**SELECTED PASSAGE**
▽
Best Practices to create a package library for DSS
Hi everyone,
I was wondering what's the best way to create a python project in GitHub with different functionalities for DSS and eventually work as a package.
This package/GitHub will be either imported in the libraries section or pip install it. Some of the functionalities will be general (preprocessing, validations, etc) which can be developed locally and follow all the development process with testing. Our initial plan is to follow the Test-Driven-Dev process.
My main concern is this. Since some functionalities are DSS specific, for example for manipulating recipes, dataset's settings, scenarios, etc and these require the dataiku library. What's the best approach to start developing?
Thank you!
Answers
-
Hi,
Do you have examples of functionalities you want to implement for this package?
As you have guessed, project libraries aren't meant to encapsulate Dataiku-specific logic, so it would not be appropriate to import dataiku inside of them. You should instead check if the functionalities you are looking for are covered by the public API client. If not, any code requiring the dataiku package should not live within a project library but directly written into the recipe/notebook you'll work on.
Hope this helps.
Best,
Harizo
-
Turribeach Dataiku DSS Core Designer, Neuron, Dataiku DSS Adv Designer, Registered, Neuron 2023 Posts: 1,914 Neuron
@HarizoR
wrote:Hi,
Do you have examples of functionalities you want to implement for this package?
△
**CHALLENGE A**
Write out the part of the DSS package thread starting with "Best Practices to" and going on through "as a package.".
**CHALLENGE B**
In the DSS package thread, what development process does the first poster's team plan to follow at first?
**CHALLENGE C**
For each statement, say whether it agrees with the DSS package thread, and quote the words that settle it: (i) The package will only be installed through pip. (ii) The reply says project libraries aren't meant to hold Dataiku-specific logic. (iii) The reply suggests checking whether the public API client covers the needed functionalities.
The listing has no connection to the DSS package thread.

Saved data entries:
▽
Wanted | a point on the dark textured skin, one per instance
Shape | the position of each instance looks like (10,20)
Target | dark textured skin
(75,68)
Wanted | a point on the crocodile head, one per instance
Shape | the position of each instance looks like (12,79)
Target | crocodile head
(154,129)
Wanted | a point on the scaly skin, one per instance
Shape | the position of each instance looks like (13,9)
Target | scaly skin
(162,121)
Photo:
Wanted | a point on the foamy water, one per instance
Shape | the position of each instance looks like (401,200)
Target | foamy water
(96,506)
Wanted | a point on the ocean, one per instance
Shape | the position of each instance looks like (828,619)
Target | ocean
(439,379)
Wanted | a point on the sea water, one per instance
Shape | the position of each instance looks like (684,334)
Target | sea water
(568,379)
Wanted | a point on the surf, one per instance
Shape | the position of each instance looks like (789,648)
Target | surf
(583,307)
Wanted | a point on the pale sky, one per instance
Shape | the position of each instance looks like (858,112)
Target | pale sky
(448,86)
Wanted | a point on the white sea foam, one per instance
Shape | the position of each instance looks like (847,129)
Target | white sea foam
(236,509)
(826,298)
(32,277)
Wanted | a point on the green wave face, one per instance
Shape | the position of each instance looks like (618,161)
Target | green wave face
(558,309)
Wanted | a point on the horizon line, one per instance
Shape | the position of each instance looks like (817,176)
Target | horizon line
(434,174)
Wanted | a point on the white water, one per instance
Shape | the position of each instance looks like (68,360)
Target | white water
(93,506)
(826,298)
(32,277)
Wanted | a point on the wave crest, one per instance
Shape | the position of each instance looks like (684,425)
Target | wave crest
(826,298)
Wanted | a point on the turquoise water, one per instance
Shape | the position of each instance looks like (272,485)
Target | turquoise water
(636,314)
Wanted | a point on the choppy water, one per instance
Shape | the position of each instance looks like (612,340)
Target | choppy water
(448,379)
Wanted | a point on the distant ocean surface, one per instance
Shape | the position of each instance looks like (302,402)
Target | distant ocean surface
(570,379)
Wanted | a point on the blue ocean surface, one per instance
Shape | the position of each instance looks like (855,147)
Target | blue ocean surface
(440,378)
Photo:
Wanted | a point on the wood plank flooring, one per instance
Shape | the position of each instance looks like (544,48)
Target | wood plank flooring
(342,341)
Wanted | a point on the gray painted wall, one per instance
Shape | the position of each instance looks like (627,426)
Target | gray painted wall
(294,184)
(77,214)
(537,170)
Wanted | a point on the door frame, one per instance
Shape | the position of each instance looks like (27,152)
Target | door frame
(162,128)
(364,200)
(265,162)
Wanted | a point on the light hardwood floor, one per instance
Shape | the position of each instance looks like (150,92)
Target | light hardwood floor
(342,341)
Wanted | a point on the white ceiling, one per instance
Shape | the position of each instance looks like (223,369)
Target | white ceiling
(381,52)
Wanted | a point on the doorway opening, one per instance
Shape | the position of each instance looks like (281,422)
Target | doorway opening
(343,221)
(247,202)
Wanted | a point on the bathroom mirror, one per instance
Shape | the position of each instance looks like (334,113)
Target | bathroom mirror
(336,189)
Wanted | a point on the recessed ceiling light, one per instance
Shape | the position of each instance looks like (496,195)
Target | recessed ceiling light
△
**ANSWER A**
Best Practices to create a package library for DSS
Hi everyone,
I was wondering what's the best way to create a python project in GitHub with different functionalities for DSS and eventually work as a package.

**ANSWER B**
The Test-Driven-Dev process.

**ANSWER C**
(i) No: "This package/GitHub will be either imported in the libraries section or pip install it."
(ii) Yes: "project libraries aren't meant to encapsulate Dataiku-specific logic"
(iii) Yes: "You should instead check if the functionalities you are looking for are covered by the public API client."